## EXERCISE GOAL:
The lines to extract begin at the line that contains "indicate the partly" and run through the last line of the listing; reproduce them exactly, minus any pictures.

## RECORD EXCERPTS:
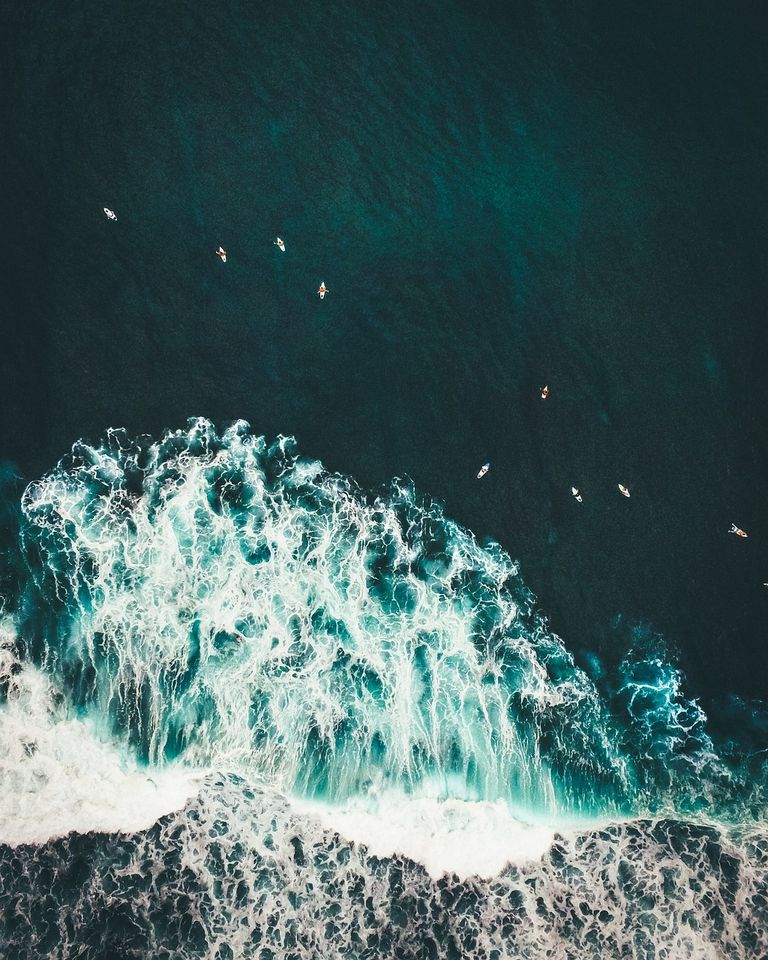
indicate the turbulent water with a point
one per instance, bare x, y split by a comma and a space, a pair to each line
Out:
330, 723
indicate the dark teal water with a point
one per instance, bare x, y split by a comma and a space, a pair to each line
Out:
497, 197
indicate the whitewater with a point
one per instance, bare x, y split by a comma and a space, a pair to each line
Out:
323, 722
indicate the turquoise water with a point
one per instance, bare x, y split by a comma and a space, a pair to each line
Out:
497, 198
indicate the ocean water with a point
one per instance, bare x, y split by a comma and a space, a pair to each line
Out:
279, 677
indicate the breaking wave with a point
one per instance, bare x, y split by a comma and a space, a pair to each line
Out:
213, 625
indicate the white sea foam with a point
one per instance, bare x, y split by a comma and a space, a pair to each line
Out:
462, 837
56, 776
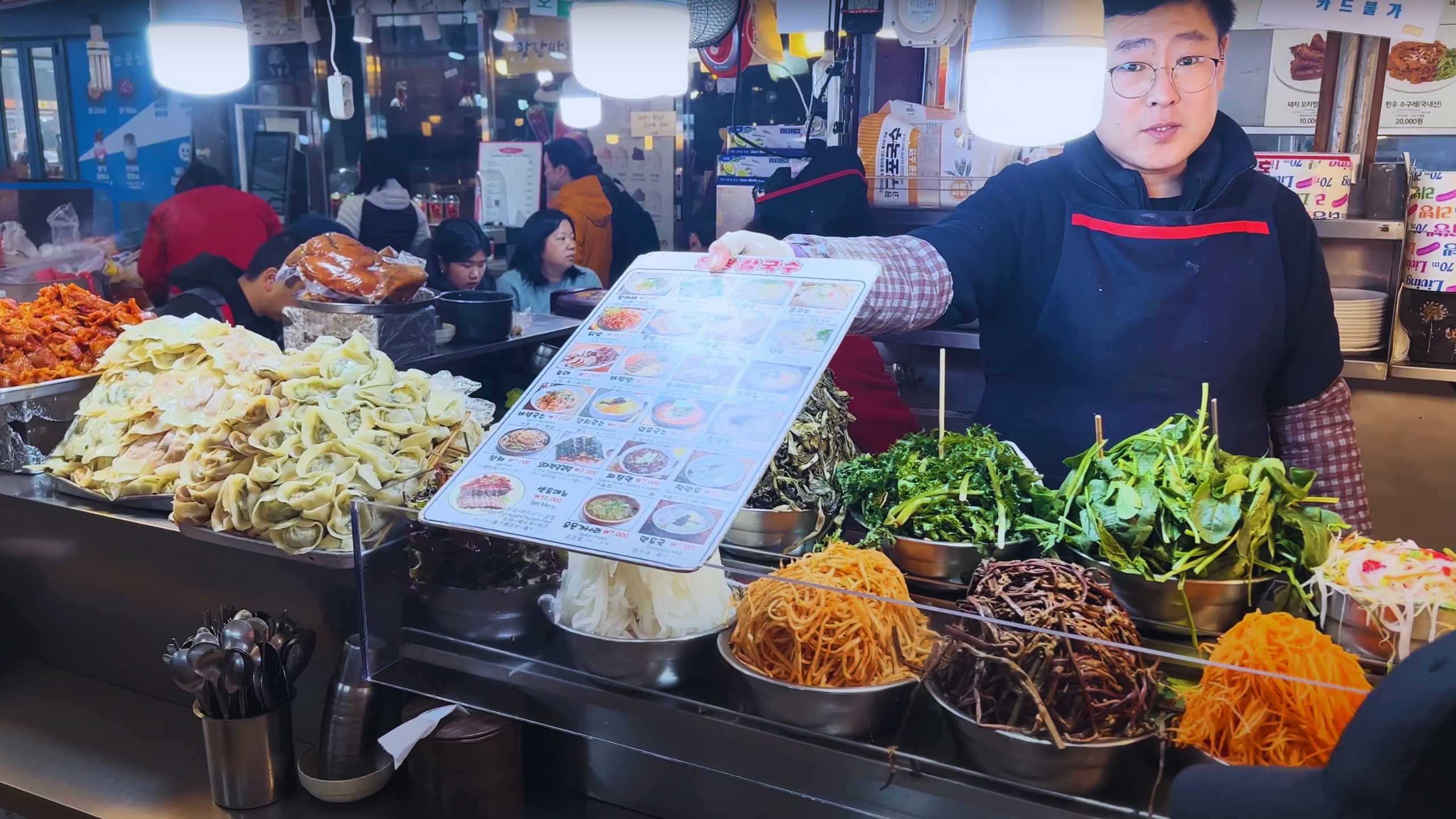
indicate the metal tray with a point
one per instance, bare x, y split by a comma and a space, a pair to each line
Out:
423, 299
156, 503
318, 557
18, 394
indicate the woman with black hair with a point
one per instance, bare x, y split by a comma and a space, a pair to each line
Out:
571, 175
380, 212
545, 263
458, 257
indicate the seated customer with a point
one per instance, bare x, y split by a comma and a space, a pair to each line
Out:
545, 263
458, 257
253, 299
206, 216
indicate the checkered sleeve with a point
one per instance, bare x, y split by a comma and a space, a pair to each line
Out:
1320, 435
913, 288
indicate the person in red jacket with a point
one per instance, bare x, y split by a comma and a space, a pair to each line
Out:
206, 216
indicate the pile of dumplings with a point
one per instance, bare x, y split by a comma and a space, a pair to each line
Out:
257, 442
340, 423
165, 382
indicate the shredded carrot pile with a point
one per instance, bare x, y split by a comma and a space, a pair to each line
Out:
825, 639
1248, 719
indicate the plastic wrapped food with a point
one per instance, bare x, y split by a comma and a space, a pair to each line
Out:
340, 268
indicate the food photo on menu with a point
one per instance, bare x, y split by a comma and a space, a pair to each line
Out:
647, 363
763, 291
597, 358
622, 407
619, 320
682, 414
644, 460
675, 324
714, 471
682, 521
651, 283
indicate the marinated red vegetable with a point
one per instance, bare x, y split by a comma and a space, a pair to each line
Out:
60, 334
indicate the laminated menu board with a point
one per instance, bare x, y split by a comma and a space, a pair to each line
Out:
648, 431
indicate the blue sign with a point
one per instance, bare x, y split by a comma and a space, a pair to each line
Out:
134, 138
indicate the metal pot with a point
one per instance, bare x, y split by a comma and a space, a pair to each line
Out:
1216, 605
836, 712
1075, 770
648, 664
1351, 627
484, 617
951, 561
776, 531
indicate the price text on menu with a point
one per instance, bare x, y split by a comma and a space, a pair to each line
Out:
653, 423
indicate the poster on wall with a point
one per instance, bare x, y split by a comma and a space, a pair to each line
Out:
133, 138
1296, 69
510, 183
647, 167
1398, 19
274, 22
1420, 86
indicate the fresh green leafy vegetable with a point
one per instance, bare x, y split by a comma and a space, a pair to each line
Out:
1168, 503
981, 491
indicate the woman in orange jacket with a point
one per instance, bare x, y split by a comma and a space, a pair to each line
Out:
571, 175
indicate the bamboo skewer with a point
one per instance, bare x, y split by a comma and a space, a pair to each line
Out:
942, 404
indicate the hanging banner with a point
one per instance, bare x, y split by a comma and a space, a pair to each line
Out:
541, 44
1398, 19
1296, 69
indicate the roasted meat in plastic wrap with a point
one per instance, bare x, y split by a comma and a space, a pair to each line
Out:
60, 334
354, 273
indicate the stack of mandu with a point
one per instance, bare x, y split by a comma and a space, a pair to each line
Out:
340, 423
165, 382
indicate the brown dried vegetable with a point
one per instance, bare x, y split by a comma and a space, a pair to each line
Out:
801, 475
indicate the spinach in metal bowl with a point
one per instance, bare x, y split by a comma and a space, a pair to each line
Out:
979, 491
1168, 503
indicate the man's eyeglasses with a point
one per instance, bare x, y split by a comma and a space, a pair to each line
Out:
1192, 75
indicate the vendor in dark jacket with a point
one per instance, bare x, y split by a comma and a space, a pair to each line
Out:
254, 297
1116, 279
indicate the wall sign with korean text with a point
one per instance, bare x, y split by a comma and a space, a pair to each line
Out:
1398, 19
648, 431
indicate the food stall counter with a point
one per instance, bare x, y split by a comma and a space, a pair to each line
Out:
542, 330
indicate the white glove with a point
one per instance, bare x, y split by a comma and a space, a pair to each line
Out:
746, 244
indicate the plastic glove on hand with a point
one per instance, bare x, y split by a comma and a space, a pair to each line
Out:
746, 244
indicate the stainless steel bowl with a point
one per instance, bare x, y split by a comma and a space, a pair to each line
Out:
1075, 770
484, 617
951, 561
776, 531
836, 712
1350, 626
648, 664
1216, 605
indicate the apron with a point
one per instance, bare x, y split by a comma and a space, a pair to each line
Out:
1143, 308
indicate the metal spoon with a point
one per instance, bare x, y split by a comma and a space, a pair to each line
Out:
187, 680
209, 664
297, 652
238, 677
239, 634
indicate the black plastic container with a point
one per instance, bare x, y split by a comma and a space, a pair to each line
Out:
1430, 320
478, 315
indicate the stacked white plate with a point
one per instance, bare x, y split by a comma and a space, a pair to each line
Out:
1360, 315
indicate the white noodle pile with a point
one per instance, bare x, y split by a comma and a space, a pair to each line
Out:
618, 599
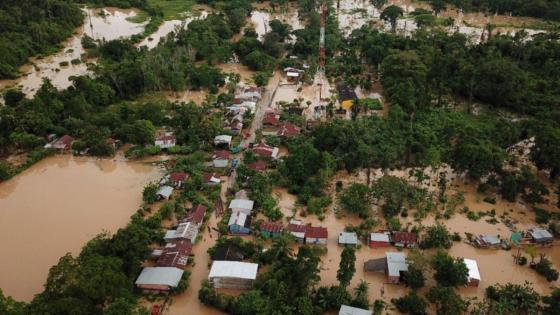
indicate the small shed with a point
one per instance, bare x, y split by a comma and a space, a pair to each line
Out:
348, 238
379, 239
178, 178
316, 235
396, 266
298, 231
223, 141
271, 229
541, 236
166, 141
185, 231
159, 279
220, 159
211, 179
242, 205
196, 215
404, 239
474, 272
164, 192
350, 310
232, 274
239, 223
486, 241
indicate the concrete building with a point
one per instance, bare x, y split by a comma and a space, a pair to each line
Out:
159, 279
232, 274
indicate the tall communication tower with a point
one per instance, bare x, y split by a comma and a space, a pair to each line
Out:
323, 9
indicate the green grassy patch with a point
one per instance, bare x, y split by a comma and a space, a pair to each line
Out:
172, 9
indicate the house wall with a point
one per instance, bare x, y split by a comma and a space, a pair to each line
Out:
231, 283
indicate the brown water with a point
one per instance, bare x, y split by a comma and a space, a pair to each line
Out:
56, 206
107, 23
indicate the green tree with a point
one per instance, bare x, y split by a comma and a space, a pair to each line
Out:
391, 14
347, 266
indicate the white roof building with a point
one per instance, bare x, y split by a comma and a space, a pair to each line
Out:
185, 230
159, 276
474, 272
349, 310
348, 238
222, 139
242, 205
396, 262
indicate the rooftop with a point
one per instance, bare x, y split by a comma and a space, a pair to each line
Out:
233, 269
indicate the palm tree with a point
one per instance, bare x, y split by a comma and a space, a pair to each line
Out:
391, 14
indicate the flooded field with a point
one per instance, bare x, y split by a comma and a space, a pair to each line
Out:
56, 206
100, 24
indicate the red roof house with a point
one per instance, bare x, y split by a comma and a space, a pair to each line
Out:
265, 151
259, 166
178, 178
287, 130
175, 254
196, 215
404, 239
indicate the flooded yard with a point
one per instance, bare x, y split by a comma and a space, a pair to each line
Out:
100, 24
56, 206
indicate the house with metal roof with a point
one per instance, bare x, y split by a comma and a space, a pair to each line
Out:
164, 192
232, 274
348, 238
271, 229
396, 266
185, 231
379, 239
474, 272
242, 205
350, 310
159, 279
239, 223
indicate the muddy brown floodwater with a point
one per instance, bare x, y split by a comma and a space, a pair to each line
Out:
56, 206
107, 23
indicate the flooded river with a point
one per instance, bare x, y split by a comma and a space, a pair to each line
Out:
56, 206
107, 24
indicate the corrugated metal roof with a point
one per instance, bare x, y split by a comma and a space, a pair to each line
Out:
349, 310
474, 272
233, 269
160, 276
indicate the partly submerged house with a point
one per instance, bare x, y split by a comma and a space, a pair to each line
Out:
184, 231
266, 151
242, 205
259, 166
166, 141
394, 265
316, 235
223, 141
175, 254
348, 238
196, 215
486, 241
239, 223
159, 279
232, 274
211, 179
404, 239
379, 239
474, 272
271, 229
220, 159
350, 310
178, 178
164, 192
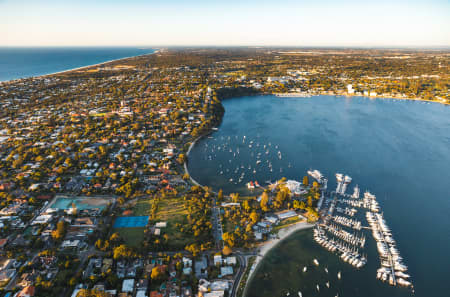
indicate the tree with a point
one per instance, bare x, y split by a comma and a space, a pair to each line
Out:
264, 202
156, 273
305, 180
254, 217
122, 251
60, 230
226, 250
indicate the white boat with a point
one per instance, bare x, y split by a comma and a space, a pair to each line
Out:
355, 192
347, 179
315, 174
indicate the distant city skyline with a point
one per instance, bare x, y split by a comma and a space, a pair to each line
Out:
225, 23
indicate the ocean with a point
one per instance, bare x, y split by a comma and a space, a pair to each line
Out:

## WRITTEN SOLUTION:
indicate the partly submerged house with a point
one per instance, bare x, y split by a comma and a space, a pair to each line
Out:
184, 231
266, 151
242, 205
259, 166
166, 141
394, 265
316, 235
223, 141
175, 254
348, 238
196, 215
486, 241
239, 223
159, 279
232, 274
211, 179
404, 239
379, 239
474, 272
271, 229
220, 159
350, 310
178, 178
164, 192
indicate the tree with a point
one per instance, bare x, y split by a comma and a space, a pair to each line
Out:
264, 202
156, 273
305, 180
254, 217
122, 251
60, 230
226, 250
indicate the white boat with a point
one per instance, bare x, y split by a comma and a space, a pair to each line
Out:
355, 192
347, 179
315, 174
indicate the distant city skyline with a point
one per instance, bare x, y split by a comma and a space, a pair to each line
Out:
225, 23
indicate the ocean with a point
one per instance, bare x, y split by a comma and a space, a pair to each line
Out:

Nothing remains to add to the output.